• Task description: Each entry below should be printed exactly as given.

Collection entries
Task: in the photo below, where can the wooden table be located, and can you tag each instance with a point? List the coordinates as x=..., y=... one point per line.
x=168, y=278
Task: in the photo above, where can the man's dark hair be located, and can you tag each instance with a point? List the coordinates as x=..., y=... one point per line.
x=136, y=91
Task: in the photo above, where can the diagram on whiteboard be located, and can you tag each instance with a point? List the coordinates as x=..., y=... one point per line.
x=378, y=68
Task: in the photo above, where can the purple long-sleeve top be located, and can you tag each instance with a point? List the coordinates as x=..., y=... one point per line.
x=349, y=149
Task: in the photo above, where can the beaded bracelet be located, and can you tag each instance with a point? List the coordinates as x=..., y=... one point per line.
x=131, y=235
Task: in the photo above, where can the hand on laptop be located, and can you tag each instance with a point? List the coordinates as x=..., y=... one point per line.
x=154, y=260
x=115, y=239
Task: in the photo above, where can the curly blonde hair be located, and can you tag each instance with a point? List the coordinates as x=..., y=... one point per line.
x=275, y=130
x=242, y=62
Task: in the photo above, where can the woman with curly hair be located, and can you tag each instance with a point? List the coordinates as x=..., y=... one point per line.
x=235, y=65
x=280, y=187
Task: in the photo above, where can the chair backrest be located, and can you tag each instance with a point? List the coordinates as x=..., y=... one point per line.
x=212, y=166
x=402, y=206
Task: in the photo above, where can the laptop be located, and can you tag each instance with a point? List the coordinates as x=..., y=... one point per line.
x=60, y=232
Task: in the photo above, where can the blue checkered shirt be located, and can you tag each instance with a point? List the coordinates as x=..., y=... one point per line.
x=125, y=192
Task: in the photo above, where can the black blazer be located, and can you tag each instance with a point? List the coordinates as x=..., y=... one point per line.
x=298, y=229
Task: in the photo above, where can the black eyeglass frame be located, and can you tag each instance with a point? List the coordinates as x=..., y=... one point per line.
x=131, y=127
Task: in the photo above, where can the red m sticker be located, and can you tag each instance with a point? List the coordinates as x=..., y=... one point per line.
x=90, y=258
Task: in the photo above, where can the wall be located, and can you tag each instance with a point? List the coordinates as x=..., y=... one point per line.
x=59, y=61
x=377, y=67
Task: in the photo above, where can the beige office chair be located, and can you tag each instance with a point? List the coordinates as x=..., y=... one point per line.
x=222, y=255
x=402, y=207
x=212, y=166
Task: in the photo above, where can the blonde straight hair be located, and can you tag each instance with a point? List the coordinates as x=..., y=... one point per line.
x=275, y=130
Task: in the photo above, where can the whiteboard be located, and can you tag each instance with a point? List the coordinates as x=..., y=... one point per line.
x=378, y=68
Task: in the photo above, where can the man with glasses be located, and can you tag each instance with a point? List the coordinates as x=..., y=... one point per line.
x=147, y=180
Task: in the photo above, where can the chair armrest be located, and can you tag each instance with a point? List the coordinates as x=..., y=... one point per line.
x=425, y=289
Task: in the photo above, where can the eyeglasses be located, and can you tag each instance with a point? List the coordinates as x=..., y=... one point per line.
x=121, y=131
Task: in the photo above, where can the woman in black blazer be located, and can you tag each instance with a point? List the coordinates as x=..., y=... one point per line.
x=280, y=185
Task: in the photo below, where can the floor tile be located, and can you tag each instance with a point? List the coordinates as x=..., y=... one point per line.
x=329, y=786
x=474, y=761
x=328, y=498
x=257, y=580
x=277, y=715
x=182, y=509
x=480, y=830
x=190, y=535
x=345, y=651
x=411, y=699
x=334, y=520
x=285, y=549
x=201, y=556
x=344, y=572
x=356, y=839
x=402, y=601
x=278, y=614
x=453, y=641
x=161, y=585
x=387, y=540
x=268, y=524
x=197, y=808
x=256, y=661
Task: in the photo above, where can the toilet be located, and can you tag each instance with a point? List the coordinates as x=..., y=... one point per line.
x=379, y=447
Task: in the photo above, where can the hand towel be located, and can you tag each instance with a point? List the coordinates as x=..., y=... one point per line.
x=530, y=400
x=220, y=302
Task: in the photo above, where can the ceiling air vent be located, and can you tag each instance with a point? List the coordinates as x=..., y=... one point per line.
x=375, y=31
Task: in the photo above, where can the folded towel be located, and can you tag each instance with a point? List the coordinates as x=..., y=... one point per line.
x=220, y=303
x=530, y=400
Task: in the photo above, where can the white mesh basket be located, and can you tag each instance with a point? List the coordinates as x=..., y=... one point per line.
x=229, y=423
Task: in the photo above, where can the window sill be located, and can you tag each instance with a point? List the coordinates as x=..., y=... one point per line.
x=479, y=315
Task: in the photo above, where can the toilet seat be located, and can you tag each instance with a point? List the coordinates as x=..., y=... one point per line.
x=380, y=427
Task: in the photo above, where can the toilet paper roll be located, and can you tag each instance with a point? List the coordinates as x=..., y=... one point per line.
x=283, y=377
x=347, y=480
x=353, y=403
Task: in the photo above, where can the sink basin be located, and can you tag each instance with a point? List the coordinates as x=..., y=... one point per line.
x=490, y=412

• Problem solution:
Task: in the photo below, where can the wooden table be located, and can you tag each instance with a point? List the coordinates as x=..., y=... one point per line.
x=168, y=278
Task: in the photo above, where can the man's dark hair be located, and can you tag each instance with a point? List the coordinates as x=..., y=... one point per line.
x=136, y=91
Task: in the photo above, where can the diagram on whiteboard be located, and can you tag each instance with a point? List the coordinates as x=..., y=... one point per line.
x=378, y=68
Task: in the photo above, where can the purple long-sleeve top be located, and can you tag each instance with a point? List the coordinates as x=..., y=... one point per line.
x=349, y=149
Task: in the photo above, where can the beaded bracelet be located, and can you tag each instance with a point? List the coordinates as x=..., y=... one point per line.
x=131, y=235
Task: in the photo above, where can the hand on laptop be located, and can you tag each instance with a point? List the coordinates as x=..., y=... one point per line.
x=154, y=260
x=115, y=239
Task: in the photo above, where can the curly blonde hair be located, and can you tag each instance with a point? List the coordinates as x=..., y=... one point per line.
x=275, y=130
x=242, y=62
Task: in the photo above, where can the woman with curly hair be located, and can you tag each instance with a point? List the coordinates as x=..., y=... one point per line.
x=235, y=65
x=280, y=187
Task: in the photo above, where can the chair backrest be located, and can you tag each instance with a point? List the coordinates as x=..., y=... one point per line.
x=212, y=166
x=402, y=206
Task: in the photo above, where can the laptop be located, and can you tag each instance with a point? List the coordinates as x=..., y=... one point per line.
x=60, y=232
Task: in the photo above, where can the blue checkered shirt be located, and can you tag each instance with a point? List the coordinates as x=..., y=... one point per line.
x=125, y=192
Task: in the photo above, where can the black blazer be located, and can you tag each instance with a point? List the coordinates as x=..., y=... one point per line.
x=298, y=229
Task: in the photo above, where can the black eyeglass frame be located, and can you tag each instance with a point? List the coordinates as x=..., y=... one point per line.
x=131, y=127
Task: in the photo above, where can the red m sticker be located, and can you tag each instance with a point? List the coordinates as x=..., y=... one point per line.
x=90, y=258
Task: in the photo above, where can the wall be located, and can you tag each instance with a point? List the coordinates as x=..., y=... one point per line.
x=59, y=61
x=377, y=67
Task: in the photo above, where can the beige office chair be located, and can you tag each instance with a point? List the coordinates as x=..., y=... one point per line.
x=222, y=255
x=402, y=207
x=212, y=166
Task: in the photo above, where can the blonde straight hair be located, and can you tag each instance with a point? List the coordinates as x=..., y=... one point per line.
x=275, y=130
Task: in the photo above, where can the whiteboard be located, and can you tag each instance with a point? List the coordinates as x=..., y=... one point per line.
x=378, y=68
Task: in the photo above, where can the man with glasses be located, and can you tag each instance with a point? List the coordinates as x=..., y=... one point per line.
x=147, y=180
Task: in the photo above, where can the chair armrest be located, and can you tag each instance with a point? List the coordinates as x=..., y=... one point per line.
x=425, y=289
Task: in the photo above, where can the eyeglasses be located, and can you tag each instance with a point? List the coordinates as x=..., y=... one point per line.
x=121, y=131
Task: in the photo above, where can the woman in black blazer be located, and can you tag each instance with a point? List the coordinates as x=..., y=... one point per line.
x=280, y=185
Task: in the photo below, where can the floor tile be located, and can you tag each instance with a point? List the coordinates as x=..., y=... one point per line.
x=329, y=786
x=474, y=761
x=328, y=498
x=257, y=580
x=277, y=715
x=182, y=509
x=480, y=830
x=190, y=535
x=345, y=651
x=411, y=699
x=334, y=520
x=285, y=549
x=201, y=556
x=344, y=572
x=356, y=839
x=402, y=601
x=278, y=614
x=453, y=641
x=161, y=585
x=387, y=540
x=268, y=524
x=197, y=808
x=256, y=661
Task: in the photo above, where can the toilet be located, and can you tag each instance with a point? List the coordinates as x=..., y=... one point per line.
x=379, y=447
Task: in the photo above, where can the hand towel be located, and can you tag each instance with a point? List the coordinates as x=..., y=... one point per line.
x=530, y=400
x=220, y=302
Task: in the photo above, where can the ceiling air vent be located, and can you tag each instance with a point? List the coordinates as x=..., y=... one point per line.
x=375, y=31
Task: in the photo above, where can the folded towel be located, and can you tag each instance with a point? List the coordinates as x=..., y=... one point per line.
x=220, y=303
x=530, y=400
Task: in the photo above, where can the white mesh basket be located, and can you tag each instance with a point? List the coordinates as x=..., y=... one point per line.
x=229, y=423
Task: in the photo above, where can the window sill be located, and can you tag each instance with a point? List the coordinates as x=..., y=... one point per line.
x=479, y=315
Task: in the photo above, where can the toilet seat be located, and can you tag each instance with a point? List the coordinates as x=..., y=... one point per line.
x=380, y=427
Task: in the photo above, where can the toilet paper roll be located, and can you tag each instance with a point? List the coordinates as x=..., y=... one point per line.
x=283, y=377
x=347, y=480
x=353, y=403
Task: in the photo above, where can the sink basin be located, and can you tag each instance with a point? List the coordinates as x=..., y=... one point per line.
x=490, y=412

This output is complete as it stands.